AIM: Reproduce the material in full, exactly as written.

DATA FOR THIS EXERCISE:
+++++
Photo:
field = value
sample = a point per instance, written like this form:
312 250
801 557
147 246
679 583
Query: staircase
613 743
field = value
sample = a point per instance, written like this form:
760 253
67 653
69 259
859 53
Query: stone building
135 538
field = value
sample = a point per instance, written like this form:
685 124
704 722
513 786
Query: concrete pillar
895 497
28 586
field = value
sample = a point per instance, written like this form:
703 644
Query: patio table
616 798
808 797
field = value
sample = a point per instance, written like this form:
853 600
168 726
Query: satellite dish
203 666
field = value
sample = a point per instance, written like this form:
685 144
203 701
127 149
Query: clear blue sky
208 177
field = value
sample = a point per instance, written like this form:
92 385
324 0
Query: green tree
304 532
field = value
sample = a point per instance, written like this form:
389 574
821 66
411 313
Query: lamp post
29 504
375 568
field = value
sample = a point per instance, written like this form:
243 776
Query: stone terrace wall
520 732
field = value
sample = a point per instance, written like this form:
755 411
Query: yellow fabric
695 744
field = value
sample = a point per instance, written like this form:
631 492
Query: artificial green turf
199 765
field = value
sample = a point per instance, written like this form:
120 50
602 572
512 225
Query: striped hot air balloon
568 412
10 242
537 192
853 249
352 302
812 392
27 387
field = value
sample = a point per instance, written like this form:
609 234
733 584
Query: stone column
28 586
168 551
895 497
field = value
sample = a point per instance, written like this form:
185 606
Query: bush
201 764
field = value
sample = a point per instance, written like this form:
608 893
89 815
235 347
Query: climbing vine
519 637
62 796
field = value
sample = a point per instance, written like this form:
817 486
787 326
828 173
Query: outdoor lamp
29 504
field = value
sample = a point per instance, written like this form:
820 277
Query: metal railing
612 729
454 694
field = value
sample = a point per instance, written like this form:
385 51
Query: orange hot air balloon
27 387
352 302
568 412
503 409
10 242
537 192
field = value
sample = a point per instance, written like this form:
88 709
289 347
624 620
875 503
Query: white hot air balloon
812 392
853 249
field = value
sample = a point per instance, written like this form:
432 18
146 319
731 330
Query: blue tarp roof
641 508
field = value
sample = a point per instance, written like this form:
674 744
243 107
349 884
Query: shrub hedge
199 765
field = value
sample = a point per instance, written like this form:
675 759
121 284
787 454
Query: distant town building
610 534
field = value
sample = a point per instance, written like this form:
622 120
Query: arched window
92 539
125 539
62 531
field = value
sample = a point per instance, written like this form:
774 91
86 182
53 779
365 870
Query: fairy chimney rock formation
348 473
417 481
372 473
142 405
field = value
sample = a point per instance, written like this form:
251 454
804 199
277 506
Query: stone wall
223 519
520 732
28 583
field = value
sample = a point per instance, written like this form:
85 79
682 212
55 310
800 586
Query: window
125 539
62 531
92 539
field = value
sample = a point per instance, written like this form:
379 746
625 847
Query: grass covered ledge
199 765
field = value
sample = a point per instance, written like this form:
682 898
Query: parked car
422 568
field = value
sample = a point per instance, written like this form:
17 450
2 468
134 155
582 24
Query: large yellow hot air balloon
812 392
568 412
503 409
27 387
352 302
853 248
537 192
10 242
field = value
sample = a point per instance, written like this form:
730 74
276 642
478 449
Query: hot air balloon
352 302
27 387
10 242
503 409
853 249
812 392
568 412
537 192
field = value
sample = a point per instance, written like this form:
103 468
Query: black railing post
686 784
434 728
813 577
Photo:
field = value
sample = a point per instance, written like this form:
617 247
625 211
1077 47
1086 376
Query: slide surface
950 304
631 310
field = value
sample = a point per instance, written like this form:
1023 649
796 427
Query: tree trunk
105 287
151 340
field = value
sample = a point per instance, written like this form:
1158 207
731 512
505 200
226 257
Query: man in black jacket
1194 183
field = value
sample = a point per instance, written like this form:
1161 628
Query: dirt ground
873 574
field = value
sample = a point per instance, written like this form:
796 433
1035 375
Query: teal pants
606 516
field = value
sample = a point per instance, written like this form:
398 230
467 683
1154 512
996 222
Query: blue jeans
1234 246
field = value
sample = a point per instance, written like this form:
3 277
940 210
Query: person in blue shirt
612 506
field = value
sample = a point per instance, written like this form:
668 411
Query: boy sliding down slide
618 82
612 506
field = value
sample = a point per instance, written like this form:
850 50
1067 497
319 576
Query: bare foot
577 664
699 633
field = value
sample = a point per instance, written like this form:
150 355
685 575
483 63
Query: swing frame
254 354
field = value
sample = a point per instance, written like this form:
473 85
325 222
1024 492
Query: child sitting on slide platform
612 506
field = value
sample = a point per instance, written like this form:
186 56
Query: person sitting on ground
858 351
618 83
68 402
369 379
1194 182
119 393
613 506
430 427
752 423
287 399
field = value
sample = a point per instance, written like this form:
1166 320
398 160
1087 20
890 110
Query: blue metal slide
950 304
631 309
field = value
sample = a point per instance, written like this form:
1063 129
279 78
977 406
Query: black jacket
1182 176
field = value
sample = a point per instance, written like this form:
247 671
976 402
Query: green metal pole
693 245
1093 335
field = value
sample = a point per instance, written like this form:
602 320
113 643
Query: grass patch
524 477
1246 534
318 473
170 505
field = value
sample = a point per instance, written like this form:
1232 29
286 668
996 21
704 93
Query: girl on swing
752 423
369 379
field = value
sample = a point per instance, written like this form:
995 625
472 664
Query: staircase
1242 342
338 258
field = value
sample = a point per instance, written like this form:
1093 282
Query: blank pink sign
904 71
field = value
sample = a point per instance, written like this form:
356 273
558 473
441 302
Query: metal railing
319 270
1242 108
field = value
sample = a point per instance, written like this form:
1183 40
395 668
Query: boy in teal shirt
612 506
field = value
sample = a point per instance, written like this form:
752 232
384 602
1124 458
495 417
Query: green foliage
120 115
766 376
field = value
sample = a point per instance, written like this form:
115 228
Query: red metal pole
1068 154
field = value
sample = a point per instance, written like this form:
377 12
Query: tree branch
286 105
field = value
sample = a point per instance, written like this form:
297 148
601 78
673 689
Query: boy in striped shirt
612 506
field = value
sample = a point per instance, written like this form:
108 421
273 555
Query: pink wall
+++++
WRITTEN SOLUTION:
Photo:
field = value
sample = a point per instance, written like this form:
312 250
801 557
147 246
679 583
Query: staircase
613 743
field = value
sample = a point per instance, written like this form:
760 253
67 653
69 259
859 53
Query: stone building
135 538
field = value
sample = a point per instance, written like this form:
685 124
704 722
513 786
Query: concrete pillar
895 497
28 586
field = value
sample = a point per instance, written like this form:
703 644
Query: patio table
616 798
808 797
field = value
sample = a point per instance, written like this form:
853 600
168 726
Query: satellite dish
203 666
field = value
sample = a point per instance, written like this form:
685 144
203 701
127 149
Query: clear blue sky
208 177
field = value
sample = a point per instance, written like this form:
92 385
324 0
Query: green tree
304 532
field = value
sample = a point per instance, written like this form:
389 574
821 66
411 313
Query: lamp post
29 504
375 568
field = value
sample = a point per instance, written like this form:
243 776
Query: stone terrace wall
520 732
field = value
sample = a point per instance, written like this form:
755 411
Query: yellow fabric
695 744
field = value
sample = a point per instance, written like this form:
631 492
Query: artificial green turf
199 765
field = value
sample = a point per instance, written like this form:
120 50
602 572
512 225
Query: striped hot air balloon
568 412
10 242
537 192
853 249
352 302
812 392
27 387
field = value
sample = a point per instance, written like this form:
609 234
733 584
Query: stone column
28 586
168 551
895 497
field = value
sample = a point per instance, written like this form:
185 606
Query: bush
201 764
field = value
sample = a point per instance, written like this form:
608 893
89 815
235 347
Query: climbing vine
519 637
62 796
field = value
sample = a point per instance, written like this form:
817 486
787 326
828 173
Query: outdoor lamp
29 504
field = value
sample = a point per instance, written like this form:
820 277
Query: metal railing
612 729
454 694
field = value
sample = a point per instance, written like this form:
385 51
Query: orange hot air balloon
27 387
352 302
568 412
503 409
10 242
537 192
field = value
sample = a point per instance, written like this form:
88 709
289 347
624 620
875 503
Query: white hot air balloon
812 392
853 249
field = value
sample = a point per instance, written like this form:
432 18
146 319
731 330
Query: blue tarp roof
641 508
field = value
sample = a point per instance, written like this form:
674 744
243 107
349 884
Query: shrub hedge
199 765
field = value
sample = a point per instance, written like this form:
675 759
121 284
787 454
Query: distant town building
610 534
field = value
sample = a point per instance, written like this form:
622 120
Query: arched window
92 539
125 539
62 531
field = value
sample = a point per instance, written like this form:
774 91
86 182
53 779
365 870
Query: fairy chimney rock formation
348 473
417 481
372 473
142 405
field = value
sample = a point per instance, written like this form:
251 454
804 199
277 506
Query: stone wall
223 519
520 732
28 583
field = value
sample = a point per instance, written like this form:
85 79
682 212
55 310
800 586
Query: window
125 539
62 531
92 539
field = value
sample = a point per instance, written like this form:
379 746
625 847
Query: grass covered ledge
199 765
field = value
sample = a point per instance, written like this form:
682 898
Query: parked car
422 568
field = value
sample = a point per instance, written like this form:
17 450
2 468
134 155
582 24
Query: large yellow hot air balloon
812 392
568 412
503 409
27 387
352 302
853 248
537 192
10 242
field = value
sample = a point per instance, written like this form:
730 74
276 642
478 449
Query: hot air balloon
352 302
27 387
10 242
503 409
853 249
812 392
568 412
537 192
field = value
sample = a point per instance, written like this form:
103 468
Query: black railing post
686 784
434 728
813 577
Photo:
field = value
sample = a point per instance, written like this form:
617 247
625 211
1077 47
1086 376
Query: slide surface
950 304
631 310
field = value
sample = a point per instance, written like this form:
1023 649
796 427
Query: tree trunk
105 287
151 340
field = value
sample = a point per instance, written like this form:
1158 207
731 512
505 200
226 257
Query: man in black jacket
1194 183
field = value
sample = a point per instance, written like this form:
1161 628
Query: dirt ground
873 574
field = value
sample = a point per instance, written like this form:
796 433
1035 375
Query: teal pants
606 516
field = value
sample = a point per instance, written like this form:
398 230
467 683
1154 512
996 222
Query: blue jeans
1234 246
field = value
sample = a point per instance, written like this form:
3 277
940 210
Query: person in blue shirt
612 506
field = value
sample = a point per instance, written like this form:
668 411
Query: boy sliding down slide
618 82
612 506
field = value
sample = a point per instance, written like this form:
850 50
1067 497
319 576
Query: bare foot
577 664
699 633
field = value
sample = a point per instance, written like this form:
150 355
685 575
483 63
Query: swing frame
254 354
field = value
sample = a point per instance, written like this form:
473 85
325 222
1024 492
Query: child sitting on slide platform
612 506
field = value
sample = a point per instance, written like this form:
186 56
Query: person sitting on ground
858 351
618 83
68 402
369 379
1194 182
119 393
613 506
430 427
752 423
287 399
field = value
sample = a point per instance, written like this form:
1166 320
398 160
1087 20
890 110
Query: blue metal slide
950 304
631 309
field = value
sample = a point per instance, written like this form:
1063 129
279 78
977 406
Query: black jacket
1182 176
field = value
sample = a point per instance, written like this form:
247 671
976 402
Query: green metal pole
693 245
1093 335
field = value
sample = a point per instance, written like this form:
602 320
113 643
Query: grass patch
524 477
1246 534
318 473
170 505
field = value
sample = a point per instance, written like this form:
1232 29
286 668
996 21
704 93
Query: girl on swing
752 423
369 379
field = value
sample = a point per instance, written like this form:
995 625
472 664
Query: staircase
1242 342
338 258
field = value
sample = a point per instance, written like this form:
1093 282
Query: blank pink sign
904 71
field = value
sample = a point per instance, written like this form:
356 273
558 473
441 302
Query: metal railing
319 270
1242 108
field = value
sample = a point per instance, written like this form:
1183 40
395 668
Query: boy in teal shirt
612 506
field = value
sample = a point per instance, written like this form:
752 232
384 602
1124 458
495 417
Query: green foliage
120 115
766 376
field = value
sample = a point per instance, written like this form:
115 228
Query: red metal pole
1068 154
field = value
sample = a point per instance, written like this form:
377 12
Query: tree branch
286 105
field = value
sample = a point per instance, written like this form:
297 148
601 78
673 689
Query: boy in striped shirt
612 506
field = value
sample = a point per instance, written like this form:
108 421
273 555
Query: pink wall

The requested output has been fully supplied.